◆ PROBLEM REQUIREMENTS: Render every line of the material below as a Markdown table with two columns, Row for the line's number and Line for its text, skipping any blank lines.

◆ DATASET:
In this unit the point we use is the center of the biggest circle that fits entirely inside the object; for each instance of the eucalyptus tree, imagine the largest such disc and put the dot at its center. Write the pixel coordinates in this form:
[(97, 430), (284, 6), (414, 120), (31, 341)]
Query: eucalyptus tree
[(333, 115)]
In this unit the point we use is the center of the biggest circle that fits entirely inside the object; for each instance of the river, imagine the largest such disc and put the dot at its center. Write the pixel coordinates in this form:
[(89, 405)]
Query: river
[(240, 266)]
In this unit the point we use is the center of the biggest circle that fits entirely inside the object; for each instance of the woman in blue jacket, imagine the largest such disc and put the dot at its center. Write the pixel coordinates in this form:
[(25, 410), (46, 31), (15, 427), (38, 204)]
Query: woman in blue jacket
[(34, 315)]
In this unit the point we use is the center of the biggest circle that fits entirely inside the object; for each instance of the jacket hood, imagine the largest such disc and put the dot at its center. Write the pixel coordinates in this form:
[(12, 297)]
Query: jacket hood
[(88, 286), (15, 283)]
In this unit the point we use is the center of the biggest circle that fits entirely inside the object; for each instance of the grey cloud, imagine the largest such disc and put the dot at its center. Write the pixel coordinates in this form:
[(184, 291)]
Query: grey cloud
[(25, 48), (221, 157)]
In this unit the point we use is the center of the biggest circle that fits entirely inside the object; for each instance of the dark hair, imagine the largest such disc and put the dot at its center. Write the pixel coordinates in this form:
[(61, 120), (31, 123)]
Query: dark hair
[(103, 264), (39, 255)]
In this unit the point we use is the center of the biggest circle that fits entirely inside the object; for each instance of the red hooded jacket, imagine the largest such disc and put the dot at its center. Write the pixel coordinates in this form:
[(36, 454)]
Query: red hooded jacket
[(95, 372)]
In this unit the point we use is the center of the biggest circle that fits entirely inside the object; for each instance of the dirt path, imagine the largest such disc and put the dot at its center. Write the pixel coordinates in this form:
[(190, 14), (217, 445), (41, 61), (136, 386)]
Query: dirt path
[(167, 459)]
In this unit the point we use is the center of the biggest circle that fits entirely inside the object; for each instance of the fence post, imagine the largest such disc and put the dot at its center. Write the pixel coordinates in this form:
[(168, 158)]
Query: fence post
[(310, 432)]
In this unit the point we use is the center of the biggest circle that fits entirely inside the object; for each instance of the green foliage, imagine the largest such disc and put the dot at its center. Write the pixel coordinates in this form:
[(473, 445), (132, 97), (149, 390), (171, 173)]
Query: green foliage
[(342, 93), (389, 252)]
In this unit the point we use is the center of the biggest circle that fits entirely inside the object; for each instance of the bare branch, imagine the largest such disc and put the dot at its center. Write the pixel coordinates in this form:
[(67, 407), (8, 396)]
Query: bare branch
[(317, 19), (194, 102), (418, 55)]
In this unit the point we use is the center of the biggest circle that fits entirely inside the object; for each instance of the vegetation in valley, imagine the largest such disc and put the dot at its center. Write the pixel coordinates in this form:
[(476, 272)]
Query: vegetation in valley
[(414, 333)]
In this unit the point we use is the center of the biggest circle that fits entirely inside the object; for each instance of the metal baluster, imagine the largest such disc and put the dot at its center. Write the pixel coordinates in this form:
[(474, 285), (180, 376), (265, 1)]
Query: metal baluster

◆ ANSWER BELOW:
| Row | Line |
|---|---|
| 1 | In this unit the point we use is the center of the biggest circle that fits entirely inside the object; for each instance of the eucalyptus tree, imagine the largest such disc and put the dot at its center. Write the pixel coordinates in this form: |
| 2 | [(97, 430), (284, 6), (414, 120), (31, 341)] |
| 3 | Query: eucalyptus tree |
| 4 | [(333, 115)] |
| 5 | In this unit the point we use is the center of the biggest circle that fits entirely inside the object; for each instance of the river, imagine the largest such disc and put the dot at its center. Write the pixel coordinates in this form: |
| 6 | [(89, 405)] |
| 7 | Query: river |
| 8 | [(240, 266)] |
| 9 | In this unit the point we use is the center of the biggest circle that fits entirely inside the object; for each instance of the woman in blue jacket, imagine the largest such disc and put the dot at its center. Write the pixel coordinates in this form: |
| 10 | [(25, 410), (46, 31), (15, 427), (38, 204)] |
| 11 | Query: woman in blue jacket |
| 12 | [(34, 315)] |
| 13 | In this unit the point we use is the center of the biggest circle that fits entirely inside the object; for each instance of the jacket hood, imagine the largest such disc and put the dot at its center. Write the pixel coordinates in this form: |
| 14 | [(12, 297)] |
| 15 | Query: jacket hood |
| 16 | [(88, 286), (15, 283)] |
| 17 | In this unit the point we use is the center of the biggest circle that fits entirely inside the object; for each instance of the grey cloud, imagine the largest such disc and put the dot at its center. Write the pixel coordinates in this form: |
| 18 | [(184, 291)] |
| 19 | Query: grey cloud |
| 20 | [(25, 48), (221, 157)] |
| 21 | In this unit the point we use is the center of the biggest circle that fits entirely inside the object; for each instance of the dark hair, imagine the largest such disc and put the dot at its center. Write the pixel coordinates in this form: |
| 22 | [(61, 120), (31, 123)] |
| 23 | Query: dark hair |
| 24 | [(103, 264), (39, 255)] |
| 25 | In this unit the point we use is the center of the biggest circle that fits entirely inside the object; for each instance of the red hooded jacket, imagine the largest such disc and put the dot at its center. Write the pixel coordinates in this form: |
| 26 | [(36, 454)] |
| 27 | Query: red hooded jacket |
| 28 | [(95, 372)] |
| 29 | In this unit the point we use is the center of the biggest circle that fits entirely inside the object; for each instance of the dirt path, imagine the largest such disc and put the dot at its center. Write the pixel coordinates in this form: |
| 30 | [(190, 14), (217, 445), (41, 61), (136, 386)] |
| 31 | Query: dirt path |
| 32 | [(167, 459)] |
| 33 | In this unit the point we use is the center of the biggest circle that fits entirely inside the object; for each instance of the fence post, imagine the largest such disc and put the dot at its center. Write the pixel coordinates in this form: |
| 34 | [(168, 158)] |
| 35 | Query: fence post |
| 36 | [(310, 432)] |
| 37 | In this unit the point we use is the center of the biggest circle that fits entirely inside the object; for each instance of the green foliage, imagine the largest such disc and put the dot at its center. Write the pixel coordinates in this form: |
| 38 | [(473, 445), (132, 97), (149, 390), (171, 173)] |
| 39 | Query: green foliage |
| 40 | [(342, 93), (389, 252)] |
| 41 | In this unit the point we use is the center of the biggest circle that fits entirely inside the object; for each instance of the bare branch, imagine the largest such disc and put the dot at its center. Write the pixel coordinates in this form: |
| 42 | [(67, 407), (8, 396)] |
| 43 | Query: bare branch |
| 44 | [(317, 19), (194, 102), (418, 55)] |
| 45 | In this unit the point we use is the center of the biggest circle that fits entirely inside the object; for each instance of the vegetation in valley, imagine the largest such disc and put the dot at its center. Write the pixel coordinates in this form: |
| 46 | [(476, 272)] |
| 47 | Query: vegetation in valley |
| 48 | [(414, 333)] |
| 49 | In this unit the point we use is the center of the biggest circle that fits entirely inside the object; for each instance of the metal baluster, imagine the largest such disc and put the dot at its center. Write the pixel coordinates in this form: |
| 50 | [(474, 285), (180, 376), (265, 1)] |
| 51 | Query: metal baluster |